Copy out every line of the data exactly.
..............................
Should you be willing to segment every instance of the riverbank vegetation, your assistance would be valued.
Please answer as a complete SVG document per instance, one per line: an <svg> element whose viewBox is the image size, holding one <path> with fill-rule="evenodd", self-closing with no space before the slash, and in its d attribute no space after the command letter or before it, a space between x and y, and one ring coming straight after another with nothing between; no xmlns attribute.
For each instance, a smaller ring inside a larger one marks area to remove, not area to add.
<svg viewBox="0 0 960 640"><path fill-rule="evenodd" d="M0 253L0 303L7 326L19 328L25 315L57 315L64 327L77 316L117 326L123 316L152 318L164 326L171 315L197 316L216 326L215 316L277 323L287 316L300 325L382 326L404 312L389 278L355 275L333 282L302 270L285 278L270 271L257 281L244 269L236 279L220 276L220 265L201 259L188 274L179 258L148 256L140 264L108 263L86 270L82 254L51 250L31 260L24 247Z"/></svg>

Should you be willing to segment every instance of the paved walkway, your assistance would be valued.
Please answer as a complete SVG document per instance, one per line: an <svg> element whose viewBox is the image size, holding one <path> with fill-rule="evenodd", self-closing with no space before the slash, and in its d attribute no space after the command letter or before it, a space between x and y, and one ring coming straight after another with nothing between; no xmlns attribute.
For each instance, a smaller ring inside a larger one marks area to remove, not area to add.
..............................
§ **Answer to the task**:
Should you be willing to segment every instance of the riverbank vegetation, your assistance would be valued.
Please answer as a complete SVG document per instance, one per line: an <svg> element whose viewBox is the image size, holding one <path> with fill-rule="evenodd", self-closing with no space before the slash, and in its d attribute no space after the command letter or before it, a space between x and y, and one ring coming straight after another with nothing between; no xmlns attribute.
For each instance, a smaller ring inside a larger one marks area to remove, not area to add.
<svg viewBox="0 0 960 640"><path fill-rule="evenodd" d="M0 253L0 303L7 326L19 328L25 315L57 315L64 327L77 316L117 326L123 316L152 318L164 326L171 315L197 316L216 326L215 316L277 323L287 316L300 325L382 326L404 312L389 278L355 275L333 282L302 270L285 278L270 271L257 281L244 269L236 279L220 276L220 265L201 259L188 274L179 258L148 256L140 264L108 263L86 270L82 254L51 250L31 260L24 247Z"/></svg>

Should you be willing to segment every instance of the paved walkway, your assistance would be valued.
Please answer as a complete SVG document per instance, one per line: an <svg> element whose viewBox is the image size, holding one <path> with fill-rule="evenodd", self-closing with no space before the slash, and in its d attribute no space after the command letter or before it, a space between x and y, and one ring coming straight after another with nothing between; no xmlns attribute.
For each instance, a smaller ring inside a larger one marks area to remove, not area to add.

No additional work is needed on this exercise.